[Recorded data]
====
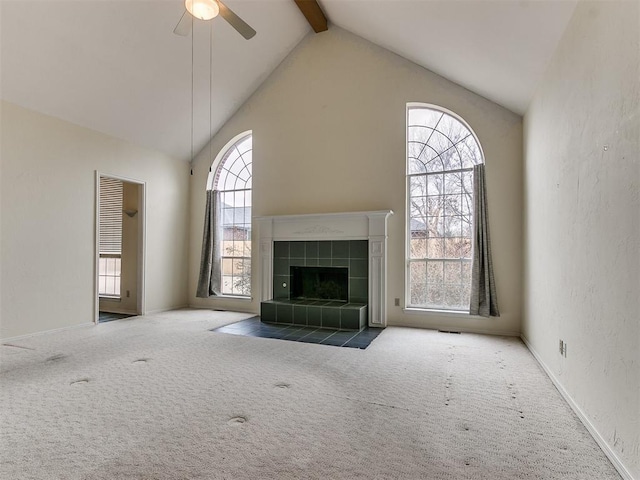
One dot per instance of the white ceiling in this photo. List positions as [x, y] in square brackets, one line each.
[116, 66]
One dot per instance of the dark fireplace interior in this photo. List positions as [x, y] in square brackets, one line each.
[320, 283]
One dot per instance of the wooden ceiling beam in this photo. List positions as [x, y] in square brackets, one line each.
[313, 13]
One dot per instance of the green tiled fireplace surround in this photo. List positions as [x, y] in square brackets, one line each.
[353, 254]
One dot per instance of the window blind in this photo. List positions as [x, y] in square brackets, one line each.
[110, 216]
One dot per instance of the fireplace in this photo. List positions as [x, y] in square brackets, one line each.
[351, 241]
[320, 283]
====
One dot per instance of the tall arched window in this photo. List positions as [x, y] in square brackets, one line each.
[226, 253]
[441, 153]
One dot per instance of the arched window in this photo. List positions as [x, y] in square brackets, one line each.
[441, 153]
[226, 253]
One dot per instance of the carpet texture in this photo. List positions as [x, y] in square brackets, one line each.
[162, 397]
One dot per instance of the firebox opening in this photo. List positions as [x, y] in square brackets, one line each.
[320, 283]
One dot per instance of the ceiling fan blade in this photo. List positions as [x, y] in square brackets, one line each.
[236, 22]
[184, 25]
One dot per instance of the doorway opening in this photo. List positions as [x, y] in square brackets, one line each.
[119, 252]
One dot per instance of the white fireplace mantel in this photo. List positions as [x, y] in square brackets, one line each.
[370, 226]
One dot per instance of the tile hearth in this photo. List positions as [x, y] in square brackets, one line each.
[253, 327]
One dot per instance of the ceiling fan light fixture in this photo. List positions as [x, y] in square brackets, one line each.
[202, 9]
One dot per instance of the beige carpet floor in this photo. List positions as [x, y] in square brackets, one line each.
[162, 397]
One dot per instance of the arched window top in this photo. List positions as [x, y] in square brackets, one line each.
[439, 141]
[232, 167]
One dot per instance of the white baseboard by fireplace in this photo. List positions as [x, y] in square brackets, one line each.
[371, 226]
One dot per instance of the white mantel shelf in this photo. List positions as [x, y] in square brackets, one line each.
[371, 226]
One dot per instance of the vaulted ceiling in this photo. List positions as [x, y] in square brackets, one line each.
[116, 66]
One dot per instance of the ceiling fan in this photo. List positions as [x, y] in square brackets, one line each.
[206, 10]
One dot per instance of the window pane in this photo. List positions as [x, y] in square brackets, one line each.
====
* **What the task requires**
Reproduce the material word for word, from the line with "One dot per instance of the ceiling fan in" to the line with "One dot per instance of the window pane", including both of those lines.

* **Answer in full**
One dot per instance of the ceiling fan in this photo. List positions as [x, y] in square brackets, one line each.
[206, 10]
One dot per instance of the window pane in this photo. List positions as [x, y] in square brackets, one line each.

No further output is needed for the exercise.